SET TASK.
Return each line of the records below unchanged.

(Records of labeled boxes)
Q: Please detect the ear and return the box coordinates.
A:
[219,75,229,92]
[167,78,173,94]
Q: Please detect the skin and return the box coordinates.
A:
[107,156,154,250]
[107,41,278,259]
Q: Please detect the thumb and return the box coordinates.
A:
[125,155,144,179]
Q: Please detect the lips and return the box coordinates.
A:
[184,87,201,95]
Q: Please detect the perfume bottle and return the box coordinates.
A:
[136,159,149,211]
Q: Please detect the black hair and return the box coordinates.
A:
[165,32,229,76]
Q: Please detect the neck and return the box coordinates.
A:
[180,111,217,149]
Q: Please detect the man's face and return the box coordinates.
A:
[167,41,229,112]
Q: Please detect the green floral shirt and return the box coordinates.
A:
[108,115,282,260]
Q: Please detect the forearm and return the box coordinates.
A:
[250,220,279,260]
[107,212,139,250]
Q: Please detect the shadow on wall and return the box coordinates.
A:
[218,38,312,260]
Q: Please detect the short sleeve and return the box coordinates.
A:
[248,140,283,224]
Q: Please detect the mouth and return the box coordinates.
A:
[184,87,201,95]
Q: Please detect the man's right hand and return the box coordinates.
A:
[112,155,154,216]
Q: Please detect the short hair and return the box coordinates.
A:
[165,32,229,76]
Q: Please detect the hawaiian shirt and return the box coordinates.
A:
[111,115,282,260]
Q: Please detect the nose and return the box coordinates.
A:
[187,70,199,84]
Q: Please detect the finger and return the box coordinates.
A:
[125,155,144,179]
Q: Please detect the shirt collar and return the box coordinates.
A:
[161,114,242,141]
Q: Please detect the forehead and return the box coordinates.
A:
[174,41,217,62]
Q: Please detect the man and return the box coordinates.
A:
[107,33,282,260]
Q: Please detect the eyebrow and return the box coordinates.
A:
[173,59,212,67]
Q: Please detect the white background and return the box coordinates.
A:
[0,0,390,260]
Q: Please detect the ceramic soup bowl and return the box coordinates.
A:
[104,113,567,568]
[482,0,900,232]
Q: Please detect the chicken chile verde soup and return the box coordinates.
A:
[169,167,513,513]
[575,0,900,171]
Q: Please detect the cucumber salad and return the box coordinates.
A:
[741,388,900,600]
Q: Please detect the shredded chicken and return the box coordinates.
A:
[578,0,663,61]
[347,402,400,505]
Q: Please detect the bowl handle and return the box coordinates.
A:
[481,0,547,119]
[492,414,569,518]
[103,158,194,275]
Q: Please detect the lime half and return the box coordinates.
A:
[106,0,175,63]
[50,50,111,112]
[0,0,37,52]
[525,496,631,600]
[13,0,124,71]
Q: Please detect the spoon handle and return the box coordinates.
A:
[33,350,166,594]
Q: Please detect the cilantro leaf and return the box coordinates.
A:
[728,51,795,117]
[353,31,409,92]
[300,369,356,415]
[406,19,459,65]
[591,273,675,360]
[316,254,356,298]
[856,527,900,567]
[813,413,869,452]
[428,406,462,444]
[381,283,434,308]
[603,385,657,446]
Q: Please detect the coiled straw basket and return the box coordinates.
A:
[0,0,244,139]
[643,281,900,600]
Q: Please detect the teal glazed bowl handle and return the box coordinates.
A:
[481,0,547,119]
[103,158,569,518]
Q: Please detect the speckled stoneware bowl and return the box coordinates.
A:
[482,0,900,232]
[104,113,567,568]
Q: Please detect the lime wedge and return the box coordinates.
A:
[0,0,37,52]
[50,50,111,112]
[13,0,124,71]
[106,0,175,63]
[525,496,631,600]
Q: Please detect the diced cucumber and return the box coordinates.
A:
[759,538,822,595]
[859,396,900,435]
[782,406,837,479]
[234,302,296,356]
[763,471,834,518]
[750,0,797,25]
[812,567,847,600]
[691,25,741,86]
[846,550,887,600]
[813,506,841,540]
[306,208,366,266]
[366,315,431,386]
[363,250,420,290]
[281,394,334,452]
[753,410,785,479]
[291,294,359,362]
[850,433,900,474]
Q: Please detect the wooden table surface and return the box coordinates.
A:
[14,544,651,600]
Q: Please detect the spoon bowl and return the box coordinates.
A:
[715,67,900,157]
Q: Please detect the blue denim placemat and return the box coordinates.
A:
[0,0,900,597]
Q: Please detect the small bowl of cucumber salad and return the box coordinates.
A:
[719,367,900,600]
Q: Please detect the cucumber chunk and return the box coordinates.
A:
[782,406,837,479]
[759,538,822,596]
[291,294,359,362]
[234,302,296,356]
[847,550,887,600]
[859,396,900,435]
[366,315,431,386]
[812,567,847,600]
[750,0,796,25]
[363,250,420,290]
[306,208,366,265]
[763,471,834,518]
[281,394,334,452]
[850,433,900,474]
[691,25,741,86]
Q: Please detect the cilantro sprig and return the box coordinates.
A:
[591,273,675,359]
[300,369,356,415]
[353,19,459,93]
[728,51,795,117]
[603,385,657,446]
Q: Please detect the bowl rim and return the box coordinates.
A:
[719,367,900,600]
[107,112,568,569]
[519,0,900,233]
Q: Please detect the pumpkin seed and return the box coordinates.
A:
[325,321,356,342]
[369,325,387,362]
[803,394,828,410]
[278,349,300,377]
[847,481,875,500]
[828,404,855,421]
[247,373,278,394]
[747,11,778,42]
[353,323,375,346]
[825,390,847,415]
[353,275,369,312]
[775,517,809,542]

FULL SOLUTION.
Q: Please detect the ear and return the box coordinates.
A:
[219,75,229,92]
[167,78,173,94]
Q: Please detect the skin and return the box coordinates.
A:
[107,156,154,250]
[107,41,278,259]
Q: Please detect the thumb and return the box coordinates.
A:
[125,155,144,179]
Q: Please detect the lips and return the box coordinates.
A:
[184,87,201,95]
Q: Please detect the perfume bottle and return the box coordinates.
A:
[136,159,149,211]
Q: Please detect the black hair and return the box coordinates.
A:
[165,32,229,76]
Q: Please detect the neck and return the box coordinates.
A:
[180,111,217,149]
Q: Please detect the man's face and return the box coordinates.
A:
[167,41,229,112]
Q: Please detect the green floral shirt and return the box coordinates.
A:
[108,115,282,260]
Q: Please detect the forearm and return the box coordinates.
A:
[250,220,279,260]
[107,212,139,250]
Q: Please detect the shadow on wall and return the box coordinates.
A:
[218,38,312,260]
Q: Please detect the short sleeve and return the box coordinates.
A:
[248,140,283,224]
Q: Please detect the mouth and return the box coordinates.
A:
[184,87,201,95]
Q: Please detect the man's right hand and return the box coordinates.
A:
[112,155,154,216]
Q: Please detect the short hair and return the box coordinates.
A:
[165,32,229,76]
Q: Please detect the hawaiian shirt and return the box coordinates.
A:
[111,115,282,260]
Q: Please detect the nose and return the box coordinates.
A:
[187,70,199,84]
Q: Please detect the finger and return the box coordinates.
A:
[125,155,144,179]
Q: Please detect the shirt collar and return the box coordinates.
A:
[161,114,242,141]
Q: Please detect the forehead and return the box coordinates.
A:
[174,41,217,62]
Q: Please detect the man and return the box coordinates.
A:
[107,33,282,260]
Q: Please detect the eyebrow and return the box coordinates.
A:
[173,59,212,67]
Q: Please detect the white background and return the box coordinates.
A:
[0,0,390,260]
Q: Please detect the ceramic soup bowl and return the box coordinates.
A:
[104,113,567,568]
[482,0,900,232]
Q: Please detect the chicken chile verde soup and return the box coordinates.
A:
[169,167,513,513]
[575,0,900,171]
Q: Please detect the cucumber salad and return the box coordinates.
A:
[741,388,900,600]
Q: Please detect the shredded chicken and return the box coordinates.
A:
[578,0,663,61]
[347,402,400,505]
Q: Please detect the bowl handle and return the box coordinates.
A:
[481,0,547,119]
[492,414,569,518]
[103,158,194,275]
Q: Please detect the lime half and return the box coordinates.
A:
[106,0,175,63]
[50,50,111,112]
[0,0,37,52]
[525,496,631,600]
[13,0,124,71]
Q: Please detect the spoon handle and return the box coordinates.
A:
[33,350,166,594]
Q: Please detect the cilantro leaf and return the box coordinates.
A:
[728,51,795,117]
[353,31,409,92]
[300,369,356,415]
[406,19,459,65]
[591,273,675,360]
[316,254,356,298]
[856,527,900,567]
[813,413,869,452]
[428,406,462,444]
[381,283,434,308]
[603,385,657,446]
Q: Please detect the coiled straw basket and return the box coordinates.
A:
[0,0,244,139]
[643,281,900,600]
Q: Please detect the teal glazed bowl handle and return the box coordinates.
A:
[481,0,547,119]
[103,158,569,518]
Q: Please detect the speckled stoneware bowl and return the box coordinates.
A:
[482,0,900,232]
[104,113,567,568]
Q: Please detect the lime wedge and return the box coordinates.
A:
[0,0,37,52]
[50,50,111,112]
[13,0,124,71]
[106,0,175,63]
[525,496,631,600]
Q: Please detect the diced cucumber and return the box coordinates.
A:
[759,538,822,595]
[859,396,900,435]
[782,406,837,479]
[234,302,296,356]
[763,471,834,518]
[750,0,797,25]
[812,567,847,600]
[691,25,741,86]
[846,550,887,600]
[813,506,841,540]
[306,208,366,266]
[366,315,431,386]
[363,250,420,290]
[281,394,334,452]
[753,410,785,479]
[291,294,359,362]
[850,433,900,474]
Q: Please detect the wooden table surface and return the box coordinates.
A:
[14,544,651,600]
Q: Please detect the spoon bowl and return the box coordinates.
A:
[715,67,900,157]
Q: Please detect the blue denim placemat and return the box coordinates.
A:
[0,0,900,597]
Q: Please detect the small bowl of cucumber salad and return the box coordinates.
A:
[719,367,900,600]
Q: Please detect the cucumber chunk and return the box coordinates.
A:
[782,406,837,479]
[759,538,822,596]
[291,294,359,362]
[234,302,296,356]
[847,550,887,600]
[859,396,900,435]
[366,315,431,386]
[812,567,847,600]
[750,0,796,25]
[363,250,420,290]
[306,208,366,265]
[763,471,834,518]
[281,394,334,452]
[850,433,900,474]
[691,25,741,86]
Q: Please detect the cilantro sprig and return the box coordinates.
A:
[591,273,675,359]
[300,369,356,415]
[353,19,459,93]
[728,51,795,117]
[603,385,657,446]
Q: Please detect the bowl rim and return the box coordinates.
A:
[719,367,900,600]
[107,112,568,569]
[519,0,900,233]
Q: Please detect the pumpkin seed and return the box coordinates.
A:
[325,321,356,342]
[369,325,387,362]
[803,394,828,410]
[278,349,300,377]
[847,481,875,500]
[828,404,855,421]
[247,373,278,394]
[747,11,778,42]
[353,323,375,346]
[825,390,847,415]
[353,275,369,312]
[775,517,809,542]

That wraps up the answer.